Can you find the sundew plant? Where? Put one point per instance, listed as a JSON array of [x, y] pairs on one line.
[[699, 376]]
******************************
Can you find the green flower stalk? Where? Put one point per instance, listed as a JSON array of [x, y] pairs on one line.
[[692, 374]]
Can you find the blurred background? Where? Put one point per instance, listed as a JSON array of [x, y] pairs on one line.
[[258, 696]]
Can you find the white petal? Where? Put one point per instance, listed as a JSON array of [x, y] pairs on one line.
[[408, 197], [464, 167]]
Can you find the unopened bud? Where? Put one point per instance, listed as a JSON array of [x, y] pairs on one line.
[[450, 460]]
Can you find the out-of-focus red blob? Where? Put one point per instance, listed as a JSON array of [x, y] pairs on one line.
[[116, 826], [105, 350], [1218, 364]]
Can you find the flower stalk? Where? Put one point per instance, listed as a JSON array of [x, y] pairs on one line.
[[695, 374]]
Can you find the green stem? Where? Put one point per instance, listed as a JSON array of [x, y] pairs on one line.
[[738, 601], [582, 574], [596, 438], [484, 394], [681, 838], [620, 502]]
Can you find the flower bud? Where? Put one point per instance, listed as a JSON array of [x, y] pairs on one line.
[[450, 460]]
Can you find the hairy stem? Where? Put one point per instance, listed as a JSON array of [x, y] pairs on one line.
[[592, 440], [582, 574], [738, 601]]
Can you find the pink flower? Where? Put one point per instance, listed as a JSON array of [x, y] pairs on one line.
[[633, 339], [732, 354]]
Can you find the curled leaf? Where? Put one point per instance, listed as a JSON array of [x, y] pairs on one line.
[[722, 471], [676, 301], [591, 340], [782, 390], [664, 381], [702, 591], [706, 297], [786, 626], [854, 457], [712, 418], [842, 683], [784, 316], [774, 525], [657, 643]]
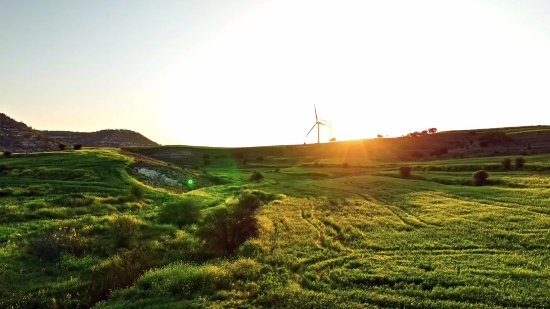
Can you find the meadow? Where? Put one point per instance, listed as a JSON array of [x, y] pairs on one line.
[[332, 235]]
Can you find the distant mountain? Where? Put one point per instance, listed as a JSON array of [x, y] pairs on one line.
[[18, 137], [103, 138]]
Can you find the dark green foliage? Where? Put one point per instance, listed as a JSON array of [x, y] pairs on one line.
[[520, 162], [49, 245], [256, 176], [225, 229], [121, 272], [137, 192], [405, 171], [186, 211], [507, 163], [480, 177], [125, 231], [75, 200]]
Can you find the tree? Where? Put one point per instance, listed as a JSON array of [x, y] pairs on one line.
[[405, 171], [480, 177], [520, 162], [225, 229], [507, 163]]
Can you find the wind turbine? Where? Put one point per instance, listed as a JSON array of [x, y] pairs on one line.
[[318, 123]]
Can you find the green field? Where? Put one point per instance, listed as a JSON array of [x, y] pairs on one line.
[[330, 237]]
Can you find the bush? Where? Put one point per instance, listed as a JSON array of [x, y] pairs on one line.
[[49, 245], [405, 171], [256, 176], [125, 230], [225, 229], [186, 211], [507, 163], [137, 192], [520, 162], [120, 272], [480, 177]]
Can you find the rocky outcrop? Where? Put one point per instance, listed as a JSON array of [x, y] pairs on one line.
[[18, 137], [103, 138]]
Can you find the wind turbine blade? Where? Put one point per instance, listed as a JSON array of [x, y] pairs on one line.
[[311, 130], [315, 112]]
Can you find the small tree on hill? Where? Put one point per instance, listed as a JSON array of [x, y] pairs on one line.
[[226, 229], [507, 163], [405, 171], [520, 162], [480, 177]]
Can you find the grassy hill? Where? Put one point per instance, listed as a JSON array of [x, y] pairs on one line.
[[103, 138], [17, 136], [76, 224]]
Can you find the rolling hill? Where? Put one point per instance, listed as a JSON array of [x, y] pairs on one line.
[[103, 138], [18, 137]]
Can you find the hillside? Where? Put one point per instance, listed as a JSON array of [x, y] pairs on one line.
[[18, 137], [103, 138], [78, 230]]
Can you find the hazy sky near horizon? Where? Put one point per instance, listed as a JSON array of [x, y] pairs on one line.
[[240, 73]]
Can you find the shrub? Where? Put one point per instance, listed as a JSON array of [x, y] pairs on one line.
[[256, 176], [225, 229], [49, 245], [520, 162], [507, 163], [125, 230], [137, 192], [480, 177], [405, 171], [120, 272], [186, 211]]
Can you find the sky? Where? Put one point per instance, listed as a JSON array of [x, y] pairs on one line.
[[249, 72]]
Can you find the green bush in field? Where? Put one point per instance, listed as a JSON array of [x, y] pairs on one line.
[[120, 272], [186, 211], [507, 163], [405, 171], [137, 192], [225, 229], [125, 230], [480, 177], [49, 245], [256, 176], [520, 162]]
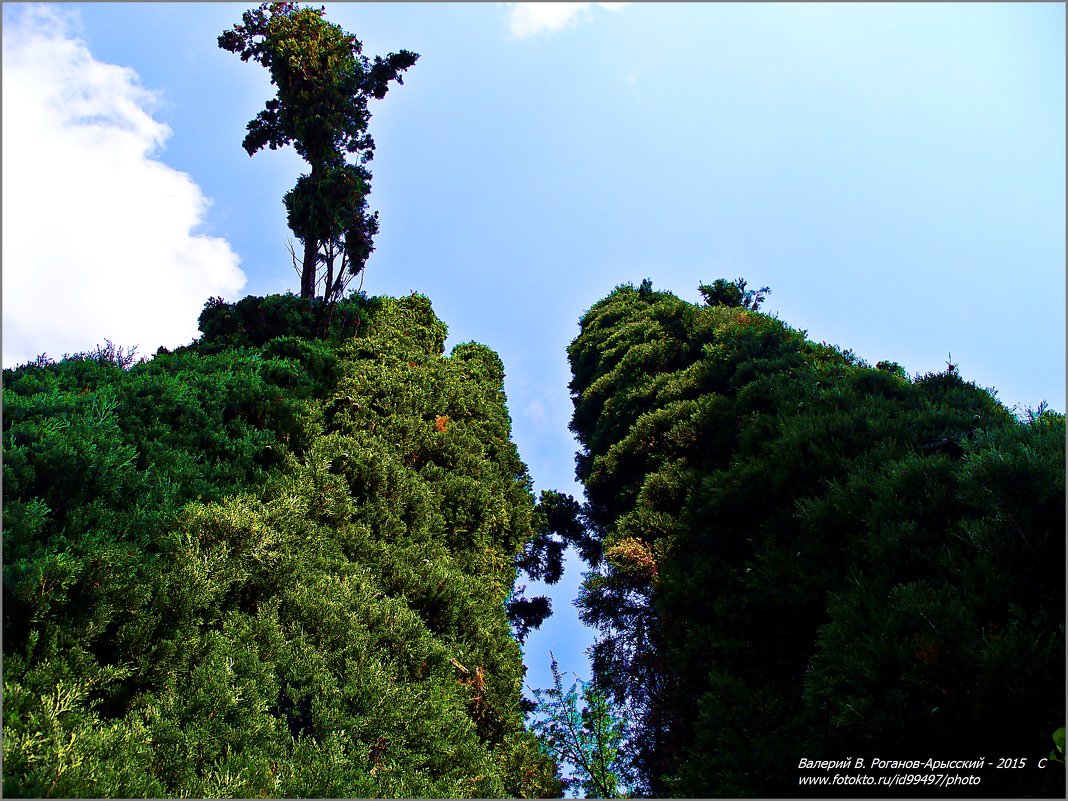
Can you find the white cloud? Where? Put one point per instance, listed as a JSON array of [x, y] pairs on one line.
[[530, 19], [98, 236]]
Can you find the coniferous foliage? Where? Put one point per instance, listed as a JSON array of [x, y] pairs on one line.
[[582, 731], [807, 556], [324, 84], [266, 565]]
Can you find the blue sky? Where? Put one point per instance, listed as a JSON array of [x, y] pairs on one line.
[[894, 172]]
******************************
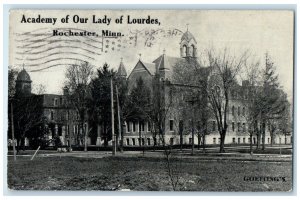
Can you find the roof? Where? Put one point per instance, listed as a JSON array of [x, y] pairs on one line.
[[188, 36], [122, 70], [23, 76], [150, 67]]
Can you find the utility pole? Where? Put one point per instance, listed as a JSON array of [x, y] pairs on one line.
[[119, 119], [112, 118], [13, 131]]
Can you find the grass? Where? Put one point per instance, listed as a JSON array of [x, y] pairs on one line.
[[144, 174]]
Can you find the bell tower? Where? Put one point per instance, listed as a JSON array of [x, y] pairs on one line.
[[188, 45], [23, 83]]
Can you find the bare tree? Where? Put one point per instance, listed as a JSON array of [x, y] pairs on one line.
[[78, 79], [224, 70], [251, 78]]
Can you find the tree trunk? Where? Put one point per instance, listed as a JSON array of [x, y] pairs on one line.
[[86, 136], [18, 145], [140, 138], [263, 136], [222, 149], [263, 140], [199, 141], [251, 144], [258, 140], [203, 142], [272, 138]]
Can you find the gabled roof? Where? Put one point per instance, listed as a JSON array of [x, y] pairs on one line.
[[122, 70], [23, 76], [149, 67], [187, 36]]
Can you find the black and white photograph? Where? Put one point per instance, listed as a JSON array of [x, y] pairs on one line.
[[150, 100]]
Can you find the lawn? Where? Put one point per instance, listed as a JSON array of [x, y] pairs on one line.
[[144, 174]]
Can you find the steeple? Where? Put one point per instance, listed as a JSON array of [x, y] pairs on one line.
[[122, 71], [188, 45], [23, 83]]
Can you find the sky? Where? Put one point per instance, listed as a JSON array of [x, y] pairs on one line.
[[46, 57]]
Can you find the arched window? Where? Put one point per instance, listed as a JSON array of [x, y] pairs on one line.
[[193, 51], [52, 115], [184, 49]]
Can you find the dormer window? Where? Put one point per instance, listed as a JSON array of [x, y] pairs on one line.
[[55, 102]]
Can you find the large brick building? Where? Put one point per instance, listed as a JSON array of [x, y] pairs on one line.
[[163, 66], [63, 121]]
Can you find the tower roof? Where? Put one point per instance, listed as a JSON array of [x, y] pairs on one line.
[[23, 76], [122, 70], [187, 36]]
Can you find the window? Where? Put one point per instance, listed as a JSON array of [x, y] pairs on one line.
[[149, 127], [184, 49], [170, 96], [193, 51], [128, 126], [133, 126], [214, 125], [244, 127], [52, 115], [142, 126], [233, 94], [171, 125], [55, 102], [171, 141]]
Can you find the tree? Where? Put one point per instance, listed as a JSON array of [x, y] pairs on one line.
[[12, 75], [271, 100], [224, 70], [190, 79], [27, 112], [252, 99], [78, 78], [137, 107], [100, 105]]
******************************
• **Set exercise**
Write out, character for character, the stretch of material from the line containing "Can you find the sundew" through the line containing "[[699, 376]]", including both.

• **The solution**
Can you find the sundew plant? Where? Put one point per instance, listed as a JSON array of [x, y] pairs on one line.
[[699, 376]]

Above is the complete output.